=== EXTRACTED TEXT ===
---
15. Change in fat perception with General Labeled Magnitude Scale [Time Frame: Baseline, 4 month, 8 month, and 16 months]:
Fat perception will be measured with the General Labeled Magnitude Scale (GLMS). Participants will be asked to sample Jello’s and puddings of differing fat concentrations and rate their perceptual attributes at baseline, month 4, month 8, and month 16 The GLMS will assess intensity perception. The GLMS is a vertical line with quasi-logarithmic spaced labels that start at the bottom ‘barely detectable’ to ‘strongest imaginable’ at the top.
---
=== SUPPLIED ENTRIES ===
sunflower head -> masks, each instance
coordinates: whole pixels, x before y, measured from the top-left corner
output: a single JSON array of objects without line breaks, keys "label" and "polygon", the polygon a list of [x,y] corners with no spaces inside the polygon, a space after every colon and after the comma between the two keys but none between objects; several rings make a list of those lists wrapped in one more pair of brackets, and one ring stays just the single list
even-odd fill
---
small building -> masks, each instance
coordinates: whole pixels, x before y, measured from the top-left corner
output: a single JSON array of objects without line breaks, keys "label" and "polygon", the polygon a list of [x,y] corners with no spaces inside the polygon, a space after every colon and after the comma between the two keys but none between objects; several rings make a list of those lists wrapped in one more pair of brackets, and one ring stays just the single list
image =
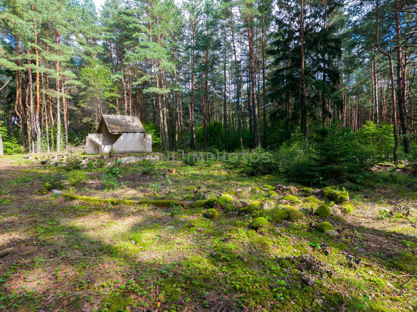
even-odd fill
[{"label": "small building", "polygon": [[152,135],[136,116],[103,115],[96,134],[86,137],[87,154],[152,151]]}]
---
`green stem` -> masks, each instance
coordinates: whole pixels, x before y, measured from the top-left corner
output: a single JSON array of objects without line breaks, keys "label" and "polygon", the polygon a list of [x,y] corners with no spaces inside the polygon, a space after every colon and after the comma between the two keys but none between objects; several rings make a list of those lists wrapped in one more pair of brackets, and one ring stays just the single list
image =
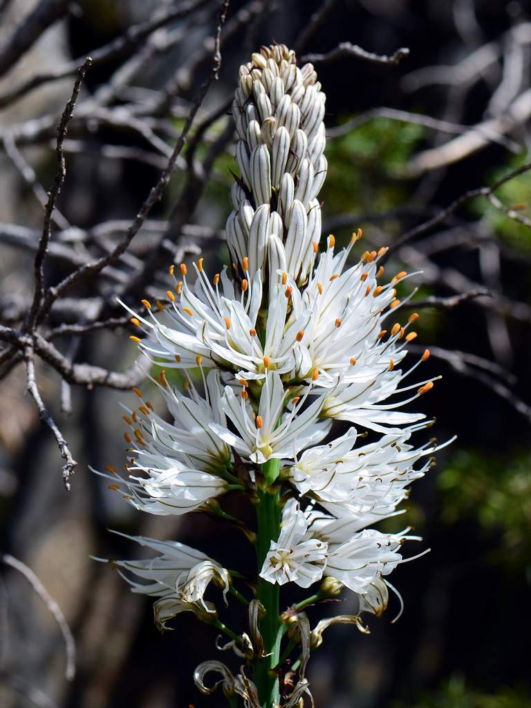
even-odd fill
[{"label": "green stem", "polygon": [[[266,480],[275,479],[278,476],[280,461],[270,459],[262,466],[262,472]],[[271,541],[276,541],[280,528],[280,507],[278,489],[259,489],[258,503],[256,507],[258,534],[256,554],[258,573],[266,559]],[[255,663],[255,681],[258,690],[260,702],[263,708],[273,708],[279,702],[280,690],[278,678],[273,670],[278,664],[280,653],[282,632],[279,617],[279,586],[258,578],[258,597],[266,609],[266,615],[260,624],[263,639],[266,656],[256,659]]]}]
---
=== WORK TASK 1 ===
List every time point at which the fat perception text says fat perception will be measured.
=== WORK TASK 2 ===
Write the next part of the fat perception text, picking up after its last sentence.

=== RESULT 1 ===
Baseline, month 4, month 8, and month 16

=== RESULT 2 ===
16. Change in fat preference with Labeled Hedonic Scale [Time Frame: Baseline, 4 month, 8 month, and 16 months]:
Fat preference will be measured. Participants will be asked to sample Jello’s and puddings of differing fat concentrations and rate their hedonic attributes at baseline, month 4, month 8, and month 16 The Labeled Hedonic Scale (LHS) will assess liking. The LHS is a vertical line with quasi-logarithmic spaced labels that start at the bottom with ‘most imaginable dislike’ and go to ‘most imaginable like’ at the top, with the label ‘neutral’ in the middle. The scale value of ‘most imaginable dislike’ will be −100; the scale value of ‘neutral’ will be 0; the scale value of ‘most imaginable like’ will be 100. Higher values indicate greater liking of the sample.
17. Change in sugar perception with General Labeled Magnitude Scale [Time Frame: Baseline, 4 month, 8 month, and 16 months]:
Sugar perception will be measured with the General Labeled Magnitude Scale. Participants will be asked to sample Jello’s and puddings of differing sugar concentrations and rate their perceptual and attributes at baseline, month 4, month 8, and month 16 The GLMS will assess intensity perception. The GLMS is a vertical line with quasi-logarithmic spaced labels that start at the bottom ‘barely detectable’ to ‘strongest imaginable’ at the top.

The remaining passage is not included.